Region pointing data
========================================

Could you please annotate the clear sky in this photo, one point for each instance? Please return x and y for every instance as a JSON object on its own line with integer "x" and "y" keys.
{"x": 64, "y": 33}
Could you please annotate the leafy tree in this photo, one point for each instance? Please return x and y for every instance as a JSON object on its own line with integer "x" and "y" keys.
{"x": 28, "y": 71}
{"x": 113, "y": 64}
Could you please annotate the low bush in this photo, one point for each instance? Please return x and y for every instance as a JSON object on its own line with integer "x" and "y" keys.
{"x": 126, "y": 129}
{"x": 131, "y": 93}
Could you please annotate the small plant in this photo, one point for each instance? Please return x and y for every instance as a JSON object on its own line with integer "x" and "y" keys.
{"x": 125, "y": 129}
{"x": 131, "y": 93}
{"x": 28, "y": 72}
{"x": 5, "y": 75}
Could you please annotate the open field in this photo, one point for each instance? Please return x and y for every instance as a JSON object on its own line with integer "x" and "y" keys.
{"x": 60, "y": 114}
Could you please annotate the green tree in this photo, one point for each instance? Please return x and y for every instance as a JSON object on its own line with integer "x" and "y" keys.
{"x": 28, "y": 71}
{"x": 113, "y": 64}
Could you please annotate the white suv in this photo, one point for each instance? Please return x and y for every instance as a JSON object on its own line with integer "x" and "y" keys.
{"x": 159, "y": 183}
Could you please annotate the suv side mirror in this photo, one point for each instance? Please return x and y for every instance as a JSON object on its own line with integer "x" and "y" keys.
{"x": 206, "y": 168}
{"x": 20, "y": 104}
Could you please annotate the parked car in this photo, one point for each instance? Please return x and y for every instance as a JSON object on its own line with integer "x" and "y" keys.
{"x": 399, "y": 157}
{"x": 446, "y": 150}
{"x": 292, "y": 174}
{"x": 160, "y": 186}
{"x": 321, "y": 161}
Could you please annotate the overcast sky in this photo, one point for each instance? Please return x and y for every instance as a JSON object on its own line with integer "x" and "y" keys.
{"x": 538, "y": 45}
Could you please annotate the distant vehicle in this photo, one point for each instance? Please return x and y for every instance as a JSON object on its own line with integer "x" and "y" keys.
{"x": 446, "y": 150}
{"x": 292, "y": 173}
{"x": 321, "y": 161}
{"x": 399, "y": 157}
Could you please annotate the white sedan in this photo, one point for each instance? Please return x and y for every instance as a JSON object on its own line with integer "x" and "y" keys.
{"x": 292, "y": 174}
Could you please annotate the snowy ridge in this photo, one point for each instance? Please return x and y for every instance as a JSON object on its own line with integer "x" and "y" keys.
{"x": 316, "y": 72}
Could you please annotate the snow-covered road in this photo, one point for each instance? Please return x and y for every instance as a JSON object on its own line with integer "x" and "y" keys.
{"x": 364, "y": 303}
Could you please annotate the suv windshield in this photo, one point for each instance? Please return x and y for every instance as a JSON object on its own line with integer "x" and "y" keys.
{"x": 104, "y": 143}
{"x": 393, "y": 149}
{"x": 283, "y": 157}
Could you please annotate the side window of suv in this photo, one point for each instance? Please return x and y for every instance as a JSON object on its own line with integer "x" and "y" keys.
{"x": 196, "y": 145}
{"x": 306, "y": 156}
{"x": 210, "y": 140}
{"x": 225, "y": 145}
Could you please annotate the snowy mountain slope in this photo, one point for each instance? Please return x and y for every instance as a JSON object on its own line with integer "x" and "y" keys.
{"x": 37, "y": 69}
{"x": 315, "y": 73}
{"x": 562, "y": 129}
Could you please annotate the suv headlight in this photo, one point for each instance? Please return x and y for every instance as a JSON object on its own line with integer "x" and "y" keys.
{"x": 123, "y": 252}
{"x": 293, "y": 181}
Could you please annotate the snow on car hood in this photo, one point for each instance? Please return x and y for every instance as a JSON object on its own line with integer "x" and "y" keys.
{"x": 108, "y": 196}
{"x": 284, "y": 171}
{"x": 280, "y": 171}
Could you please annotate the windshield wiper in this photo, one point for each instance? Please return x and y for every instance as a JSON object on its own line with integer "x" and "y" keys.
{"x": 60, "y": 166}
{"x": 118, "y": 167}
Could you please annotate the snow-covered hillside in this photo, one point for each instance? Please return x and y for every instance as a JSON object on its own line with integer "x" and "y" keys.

========================================

**TASK STATEMENT**
An exact repetition of the data above is all that is needed.

**WRITTEN SOLUTION**
Could you please annotate the clear sky in this photo, one point for each instance? Please return x and y for every instance as a JSON object on its own line with integer "x" and "y" keys.
{"x": 64, "y": 33}
Could you please annotate the leafy tree in this photo, one point for each instance? Please return x and y for every instance as a JSON object on its own line with integer "x" and "y" keys.
{"x": 28, "y": 71}
{"x": 113, "y": 64}
Could you please annotate the low bush in this photo, one point for each instance? Please return x and y for every instance as a JSON object on its own line with integer "x" and "y" keys.
{"x": 126, "y": 129}
{"x": 131, "y": 93}
Could you please annotate the small plant in this photo, one point for each instance? Please return x and y for every instance as a JSON object on its own line with integer "x" and "y" keys.
{"x": 125, "y": 129}
{"x": 131, "y": 93}
{"x": 28, "y": 72}
{"x": 5, "y": 75}
Could you please annotate the open field in this photo, one point for each instance? Please return x and y for every instance as a JSON object on its own line with integer "x" and "y" keys.
{"x": 60, "y": 114}
Could you please annotate the green tree in this photo, one point for each instance? Please return x and y for every instance as a JSON object on its own line with integer "x" and "y" keys.
{"x": 28, "y": 71}
{"x": 113, "y": 64}
Could you please annotate the white suv in this photo, one point for each instance? Please return x and y for every instance as a JSON object on its own line with integer "x" and "y" keys.
{"x": 159, "y": 183}
Could you please annotate the suv side mirror in this photo, one point for each instance? Please return x and y for every instance as a JSON object on its own line with integer "x" and "y" keys.
{"x": 206, "y": 168}
{"x": 20, "y": 104}
Could you please annotate the parked car in this photo, one point for each instance? Please return x and y for every instance as a JSON object on its own line with integer "x" and "y" keys.
{"x": 399, "y": 157}
{"x": 446, "y": 150}
{"x": 292, "y": 174}
{"x": 160, "y": 186}
{"x": 321, "y": 161}
Could you please annotate the overcast sky in this photo, one point for each instance? Please return x and y for every instance as a JSON object on its own line with integer "x" and "y" keys.
{"x": 538, "y": 45}
Could you please annotate the distant vehicle in this photo, one point for each instance? Please return x and y for every instance as a JSON object on its own line with integer "x" and "y" keys.
{"x": 446, "y": 150}
{"x": 292, "y": 173}
{"x": 321, "y": 161}
{"x": 399, "y": 157}
Could you please annotate the white sedan in this photo, one point for each instance? Please return x and y for every instance as a JSON object on its own line with integer "x" and "y" keys.
{"x": 292, "y": 174}
Could you please annotate the snowy ridge in this photo, one point for each instance? Please return x and y for every instance as a JSON object on its own line with integer "x" and "y" keys.
{"x": 316, "y": 72}
Could you please annotate the snow-covered road in this photo, one point for each instance? Please return x and y for every instance as a JSON object on its own line with integer "x" and "y" keys.
{"x": 364, "y": 303}
Could you please annotate the suv windshield in this photo, one point for each instance? Please return x and y for every instance as a JSON object on its own line with integer "x" and "y" keys.
{"x": 104, "y": 143}
{"x": 393, "y": 149}
{"x": 283, "y": 157}
Could you please annotate the side window of suv in this photo, one point for each instance? Please return x and y for every instance as a JSON object on its own line with integer "x" and "y" keys.
{"x": 196, "y": 145}
{"x": 306, "y": 156}
{"x": 210, "y": 140}
{"x": 225, "y": 145}
Could you please annotate the snowy mountain slope in this photo, one point for each instance? Please return x and y for every instance as a JSON object on its own line with integer "x" and "y" keys.
{"x": 37, "y": 69}
{"x": 315, "y": 73}
{"x": 562, "y": 129}
Could you please annotate the suv headlight in this photo, one point for each instance? Please return x and y for every instance as a JSON object on its own line with integer "x" and "y" keys.
{"x": 123, "y": 252}
{"x": 293, "y": 181}
Could you please annotate the snow on car hood in this photo, one point for each instance? Please return x and y for every instance as a JSON object on its own line with integer "x" and "y" keys.
{"x": 108, "y": 196}
{"x": 284, "y": 171}
{"x": 280, "y": 171}
Could you please annotate the windshield wiper in this photo, one point for each instance? Please return x and y for every instance as a JSON object on its own line with integer "x" and "y" keys.
{"x": 60, "y": 166}
{"x": 118, "y": 167}
Could you please annotate the snow-covered hillside in this photo, one point for each instance? Please return x and y for every instance as a JSON object on its own line with integer "x" and "y" keys.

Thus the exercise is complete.